Tugas Anda
Bisakah Anda meneruskan teks tentang pencemaran limbah batik di Pekalongan, mulai setelah kalimat terakhirnya?

Kutipan teks
Tapi Pemerintah Kota Pekalongan kewalahan kalau harus mengingatkan satu per satu industri batik rumahan. Kepala Bidang Pengendalian Dampak Lingkungan Kota Pekalongan, Masrur.

Masrur: "Saya tidak mungkin jaga 24 jam di sana ya memang pegusaha kan maunya efisiensi, di antaranya karena pembuangan yang tanpa diketahui. Ini jelas memungkinkan, buang tengah malam, masak saya suruh jadi herder juga. Kan ga mungkinlah, pembuangan seperti itu kan mungkin juga yang namanya pengusaha kan cari celah"

Pewarna alami
Sudah ditempuh sejumlah upaya untuk menangkal pencemaran limbah batik. Yang paling mudah adalah beralih menggunakan pewarna alami. Dunung Alisyahbana, pemerhati batik asal Pekalongan berani jamin, bahannya murah dan mudah didapat.

Dunung Alisyahbana: "Dari Tingi, Tegeran, Jambal, Secang dll. Beberapa daun dan akar mengkudu, beberapa tempat tumbuh liar di pinggir jalan"

Cara lain adalah pembersihan lahan yang tercemar, kata Kepala Badan Pengelolaan dan Pengendalian Dampak Lingkungan Jawa Tengah Djoko Sutrisno.

Djoko Sutrisno: "Kita bisa memafaatkan mikroorganisme maupun dengan sejumlah tanaman yang kita tanam pada lahan yang sudah tercemar itu. Tanaman-tanaman yang kita pilih yang rakus akan unsur logam pakai rami, nilam yang menyerap unsur logam. Bisa dengan kubis"

Tentu saja masih bisa menyeret industri batik yang bandel dan tak mau mematuhi aturan lingkungan ke pengadilan. Seperti yang dilakukan Fajar dan 87 keluarga lain yang tinggal di sepanjang Sungai Banger. Pada 1988, mereka menuntut tiga perusahan tekstil yang terbukti nyata mencemari sungai.

Daftar item

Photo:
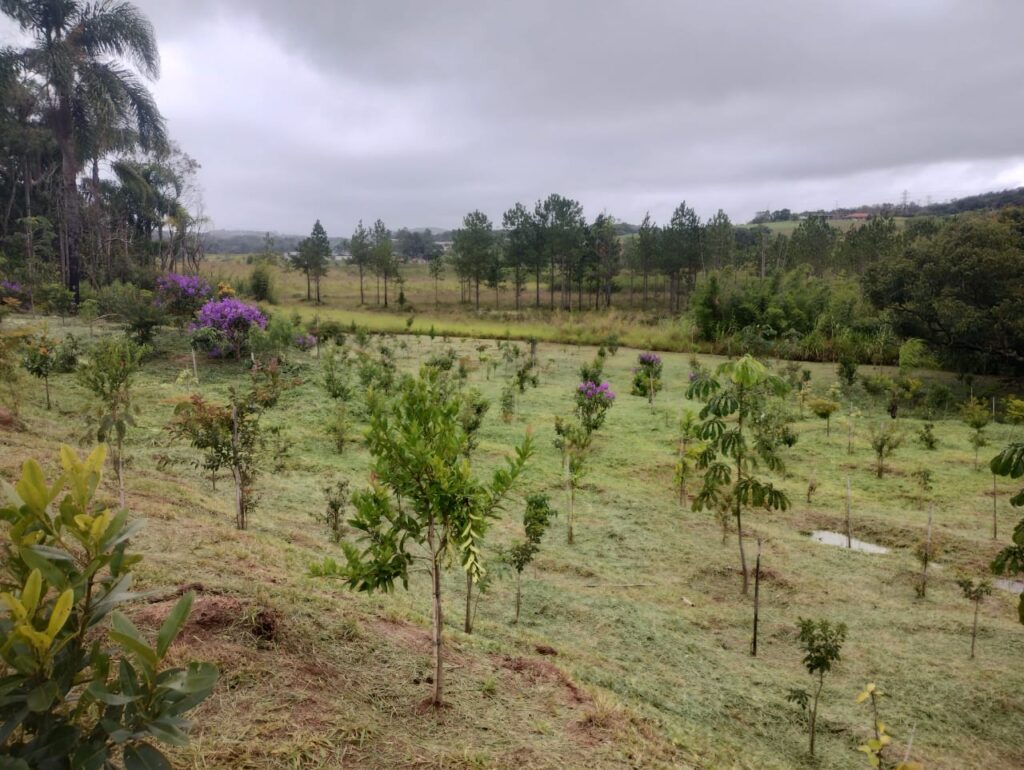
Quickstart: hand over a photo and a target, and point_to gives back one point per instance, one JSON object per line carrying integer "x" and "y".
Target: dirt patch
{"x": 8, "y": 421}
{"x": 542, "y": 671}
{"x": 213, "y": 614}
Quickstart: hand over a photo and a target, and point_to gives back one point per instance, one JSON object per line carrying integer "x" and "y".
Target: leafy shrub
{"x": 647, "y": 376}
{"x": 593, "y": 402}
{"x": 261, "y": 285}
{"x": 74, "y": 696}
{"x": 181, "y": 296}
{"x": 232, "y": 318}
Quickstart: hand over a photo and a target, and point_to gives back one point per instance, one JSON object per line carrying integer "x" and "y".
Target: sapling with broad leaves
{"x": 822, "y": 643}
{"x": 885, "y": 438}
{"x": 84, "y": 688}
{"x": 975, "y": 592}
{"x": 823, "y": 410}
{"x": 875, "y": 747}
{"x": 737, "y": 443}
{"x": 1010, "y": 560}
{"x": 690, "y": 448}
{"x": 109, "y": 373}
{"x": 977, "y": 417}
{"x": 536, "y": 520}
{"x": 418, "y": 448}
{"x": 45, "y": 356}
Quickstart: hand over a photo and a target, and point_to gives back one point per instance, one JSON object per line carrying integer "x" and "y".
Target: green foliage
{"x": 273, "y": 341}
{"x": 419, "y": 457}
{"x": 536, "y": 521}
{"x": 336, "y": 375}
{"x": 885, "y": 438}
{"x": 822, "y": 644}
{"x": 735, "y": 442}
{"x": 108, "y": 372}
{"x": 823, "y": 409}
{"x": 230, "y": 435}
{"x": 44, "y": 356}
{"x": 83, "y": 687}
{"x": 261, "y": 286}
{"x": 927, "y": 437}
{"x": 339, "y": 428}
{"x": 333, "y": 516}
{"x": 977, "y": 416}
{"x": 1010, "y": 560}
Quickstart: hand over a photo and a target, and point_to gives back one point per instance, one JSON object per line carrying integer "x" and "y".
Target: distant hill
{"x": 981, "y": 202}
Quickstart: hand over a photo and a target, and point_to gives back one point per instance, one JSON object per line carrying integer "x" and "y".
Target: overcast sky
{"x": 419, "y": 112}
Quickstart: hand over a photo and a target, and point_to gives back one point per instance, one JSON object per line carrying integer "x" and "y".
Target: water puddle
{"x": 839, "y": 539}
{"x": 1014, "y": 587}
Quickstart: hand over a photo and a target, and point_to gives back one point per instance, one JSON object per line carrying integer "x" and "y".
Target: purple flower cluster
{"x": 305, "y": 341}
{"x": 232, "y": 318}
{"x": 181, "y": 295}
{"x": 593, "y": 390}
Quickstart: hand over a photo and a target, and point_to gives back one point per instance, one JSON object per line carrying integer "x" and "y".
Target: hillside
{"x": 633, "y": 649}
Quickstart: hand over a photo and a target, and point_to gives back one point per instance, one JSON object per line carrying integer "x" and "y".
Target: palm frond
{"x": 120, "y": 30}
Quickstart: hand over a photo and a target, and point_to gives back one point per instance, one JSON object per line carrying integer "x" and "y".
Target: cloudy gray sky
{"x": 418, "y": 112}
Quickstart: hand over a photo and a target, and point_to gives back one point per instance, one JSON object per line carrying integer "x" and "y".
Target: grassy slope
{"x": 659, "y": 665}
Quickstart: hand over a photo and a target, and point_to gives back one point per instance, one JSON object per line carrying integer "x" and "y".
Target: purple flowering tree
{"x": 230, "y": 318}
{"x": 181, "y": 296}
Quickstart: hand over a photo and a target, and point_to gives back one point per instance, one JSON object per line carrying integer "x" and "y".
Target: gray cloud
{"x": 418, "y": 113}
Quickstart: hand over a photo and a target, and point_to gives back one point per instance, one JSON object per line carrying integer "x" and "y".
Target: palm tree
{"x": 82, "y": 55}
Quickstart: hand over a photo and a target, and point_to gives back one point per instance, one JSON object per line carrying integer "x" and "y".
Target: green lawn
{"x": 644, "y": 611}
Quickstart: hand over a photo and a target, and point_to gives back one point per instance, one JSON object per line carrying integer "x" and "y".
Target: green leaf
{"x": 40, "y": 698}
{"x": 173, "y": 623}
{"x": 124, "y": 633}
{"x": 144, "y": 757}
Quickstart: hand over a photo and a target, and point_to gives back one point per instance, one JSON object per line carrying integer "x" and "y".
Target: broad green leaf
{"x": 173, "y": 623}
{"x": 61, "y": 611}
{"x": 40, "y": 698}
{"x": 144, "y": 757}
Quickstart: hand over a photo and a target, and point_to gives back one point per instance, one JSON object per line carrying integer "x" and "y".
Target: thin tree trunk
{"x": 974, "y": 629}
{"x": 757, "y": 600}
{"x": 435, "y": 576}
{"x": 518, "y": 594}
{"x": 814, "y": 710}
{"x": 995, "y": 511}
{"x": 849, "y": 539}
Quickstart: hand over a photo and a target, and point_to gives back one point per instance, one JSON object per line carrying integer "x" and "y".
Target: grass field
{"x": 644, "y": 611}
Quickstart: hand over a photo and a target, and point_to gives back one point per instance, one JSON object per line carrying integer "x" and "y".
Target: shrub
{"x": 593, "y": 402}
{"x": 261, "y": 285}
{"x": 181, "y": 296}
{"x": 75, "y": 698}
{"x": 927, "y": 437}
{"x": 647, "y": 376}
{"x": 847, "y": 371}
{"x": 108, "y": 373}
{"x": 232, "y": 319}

Jawaban di bawah
Fajar: "Saat pelebaran, sungai itu untuk pembuangan sudetan di Pekalongan. Tapi ternyata yang mengalir limbah sungai. Ini kan disedot untuk mengaliri sawah ke utara. Rusak total sekitar 20 hektar. Mati total. Itu berarti limbah kan sudah parah. Masyarakat terus mengajukan gugatan minta diperbaiki. Limbah dibikinkan ipal dari pemerintah maupun pabrik. Lha timbul demo-demo itu tapi tetep saja dari pihak aparat polisi dan tentara selalu menghalang-halangi"

Hasilnya tak sia-sia. Pada 2003 Pengadilan Negeri Semarang sampai tingkat kasasi menyatakan perusahaan tekstil bersalah. Ketiga perusahaan itu dinyatakan terbukti membuang limbah ke sungai dan mengakibatkan kerugian: ternak mati, sawah puso dan hajat hidup warga sekitar Sungai Banger terganggu. Warga mendapat ganti rugi, meski tak layak.

Pekalongan sebagai kota batik harus terus dipelihara demi menjaga kelestarian batik. Tapi jangan sampai ini mengorbankan sungai dan lingkungan.